Start TASK MATERIAL
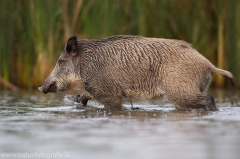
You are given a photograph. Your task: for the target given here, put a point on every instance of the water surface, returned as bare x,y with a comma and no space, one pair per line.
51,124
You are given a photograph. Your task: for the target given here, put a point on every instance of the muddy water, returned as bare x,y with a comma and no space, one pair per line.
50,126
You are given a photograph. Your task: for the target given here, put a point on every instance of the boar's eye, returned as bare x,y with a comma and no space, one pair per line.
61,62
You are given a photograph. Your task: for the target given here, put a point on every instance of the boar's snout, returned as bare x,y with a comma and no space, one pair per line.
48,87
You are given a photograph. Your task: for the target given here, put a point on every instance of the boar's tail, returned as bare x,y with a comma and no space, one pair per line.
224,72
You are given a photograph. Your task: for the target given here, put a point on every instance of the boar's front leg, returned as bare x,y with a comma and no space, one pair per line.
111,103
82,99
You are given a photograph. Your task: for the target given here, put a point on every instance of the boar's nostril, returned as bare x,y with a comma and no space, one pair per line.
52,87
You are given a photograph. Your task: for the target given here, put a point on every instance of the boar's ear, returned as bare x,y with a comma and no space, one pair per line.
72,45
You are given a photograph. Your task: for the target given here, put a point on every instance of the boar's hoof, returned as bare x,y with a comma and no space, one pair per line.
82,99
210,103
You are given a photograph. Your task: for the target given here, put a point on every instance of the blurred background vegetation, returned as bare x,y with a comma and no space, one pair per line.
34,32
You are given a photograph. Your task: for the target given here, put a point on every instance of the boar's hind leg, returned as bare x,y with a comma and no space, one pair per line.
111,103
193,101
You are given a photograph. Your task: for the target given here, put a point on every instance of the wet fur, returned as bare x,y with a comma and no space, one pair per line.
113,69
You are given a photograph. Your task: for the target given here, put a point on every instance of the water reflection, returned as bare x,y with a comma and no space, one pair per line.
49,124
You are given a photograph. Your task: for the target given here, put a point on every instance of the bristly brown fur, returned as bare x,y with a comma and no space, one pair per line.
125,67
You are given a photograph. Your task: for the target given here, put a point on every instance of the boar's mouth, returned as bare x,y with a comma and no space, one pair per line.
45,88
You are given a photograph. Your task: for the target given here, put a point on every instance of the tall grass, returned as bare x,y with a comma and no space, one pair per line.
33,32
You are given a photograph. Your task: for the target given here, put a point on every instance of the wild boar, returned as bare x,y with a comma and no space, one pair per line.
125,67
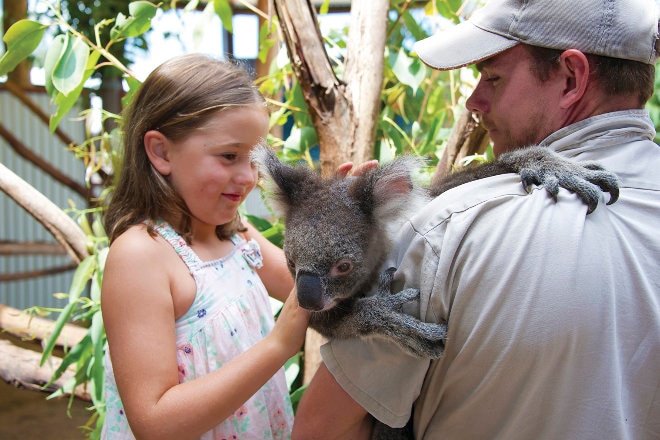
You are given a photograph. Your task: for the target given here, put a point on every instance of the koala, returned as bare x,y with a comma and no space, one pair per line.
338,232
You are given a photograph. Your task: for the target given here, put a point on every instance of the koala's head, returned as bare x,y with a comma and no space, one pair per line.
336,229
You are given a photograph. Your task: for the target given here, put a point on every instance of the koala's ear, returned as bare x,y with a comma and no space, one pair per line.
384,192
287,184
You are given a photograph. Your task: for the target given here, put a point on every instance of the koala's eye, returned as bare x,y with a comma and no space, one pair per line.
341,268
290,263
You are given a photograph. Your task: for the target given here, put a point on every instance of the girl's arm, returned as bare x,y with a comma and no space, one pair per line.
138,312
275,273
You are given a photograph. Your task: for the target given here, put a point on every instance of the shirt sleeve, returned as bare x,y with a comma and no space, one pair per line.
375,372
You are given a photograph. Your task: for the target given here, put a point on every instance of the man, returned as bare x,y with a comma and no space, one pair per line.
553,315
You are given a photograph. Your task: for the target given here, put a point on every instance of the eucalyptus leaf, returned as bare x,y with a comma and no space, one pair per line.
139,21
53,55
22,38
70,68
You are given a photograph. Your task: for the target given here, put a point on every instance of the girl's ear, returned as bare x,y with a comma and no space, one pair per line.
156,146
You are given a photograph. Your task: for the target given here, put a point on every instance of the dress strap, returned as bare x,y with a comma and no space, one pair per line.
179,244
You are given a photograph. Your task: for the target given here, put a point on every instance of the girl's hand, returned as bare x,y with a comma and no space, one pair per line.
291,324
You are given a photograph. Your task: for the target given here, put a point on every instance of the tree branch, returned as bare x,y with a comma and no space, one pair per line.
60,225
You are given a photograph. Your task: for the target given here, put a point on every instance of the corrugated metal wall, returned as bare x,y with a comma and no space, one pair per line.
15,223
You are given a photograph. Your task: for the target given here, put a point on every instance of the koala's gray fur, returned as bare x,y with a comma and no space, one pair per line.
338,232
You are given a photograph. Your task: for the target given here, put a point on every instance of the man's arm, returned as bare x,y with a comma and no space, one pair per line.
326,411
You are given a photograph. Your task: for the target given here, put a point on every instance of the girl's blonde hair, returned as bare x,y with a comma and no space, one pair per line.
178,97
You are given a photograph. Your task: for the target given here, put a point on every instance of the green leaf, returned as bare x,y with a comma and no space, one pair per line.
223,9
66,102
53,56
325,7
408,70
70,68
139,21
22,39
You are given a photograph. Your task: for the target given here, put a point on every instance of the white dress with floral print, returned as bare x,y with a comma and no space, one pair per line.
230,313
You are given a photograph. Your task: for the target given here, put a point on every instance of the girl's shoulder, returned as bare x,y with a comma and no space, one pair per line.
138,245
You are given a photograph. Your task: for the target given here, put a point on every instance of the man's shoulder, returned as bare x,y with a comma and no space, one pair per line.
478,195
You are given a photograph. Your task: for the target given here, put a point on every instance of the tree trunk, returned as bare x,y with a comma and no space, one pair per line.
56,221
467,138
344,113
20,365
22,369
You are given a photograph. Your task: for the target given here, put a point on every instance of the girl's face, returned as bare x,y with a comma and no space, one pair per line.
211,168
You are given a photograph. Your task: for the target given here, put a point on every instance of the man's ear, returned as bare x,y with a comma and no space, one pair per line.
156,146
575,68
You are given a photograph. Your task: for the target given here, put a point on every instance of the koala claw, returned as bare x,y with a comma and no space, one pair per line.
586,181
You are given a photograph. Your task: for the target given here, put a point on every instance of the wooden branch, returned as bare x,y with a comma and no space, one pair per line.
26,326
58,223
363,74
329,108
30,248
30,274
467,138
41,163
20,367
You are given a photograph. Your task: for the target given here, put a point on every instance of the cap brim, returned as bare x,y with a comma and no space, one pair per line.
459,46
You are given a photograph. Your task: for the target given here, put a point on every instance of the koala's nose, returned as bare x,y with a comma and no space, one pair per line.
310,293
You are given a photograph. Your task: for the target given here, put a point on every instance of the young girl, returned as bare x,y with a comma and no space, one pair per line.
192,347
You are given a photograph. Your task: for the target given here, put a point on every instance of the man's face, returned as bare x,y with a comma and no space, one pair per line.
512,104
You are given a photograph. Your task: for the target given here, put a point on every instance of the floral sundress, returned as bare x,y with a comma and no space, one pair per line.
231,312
End TASK MATERIAL
**WORK INSTRUCTIONS:**
Write out once more the lines above beginning at the line with "koala claw, returned"; continue through the final line and stop there.

**RESULT OF THIS EXERCISE:**
You are given a photograph. Your task: for the target given here, put a point on every instance of the koala claw, returned as bare x,y with a comma and no space, one pair per line.
586,181
You are given a photograph. Your task: for the target given here, put a point on every instance of the wooden branch, returned as bare x,y with a comma and no space, one pair per line.
26,326
58,223
363,74
329,108
30,248
30,274
467,138
41,163
20,367
You are given a photograph. Your task: for the target given here, put a point on every instance of the cap brim, returned as bare x,y with a comma and no space, one pair per line.
459,46
You are given a photograph. Your task: for the target given here, put a point on every instance of the koala's nose, returned as bare x,y with a comma and no space, one pair per line.
310,293
You are given a photograph. Your task: for the target given here, put a point on every instance of the young girl, returned as bare x,y with a comma and no space, one pair per line.
192,347
You are given a photograph. Your task: for the target given here, put a point on every instance of the man's face, returned as bare x,y with a comma and no space, one pair per line.
512,104
You are given a photograph. Your task: for the target given here, put a point on every instance of the floral sundress, returned as bare x,y with a comma and no space, one pair per line.
231,312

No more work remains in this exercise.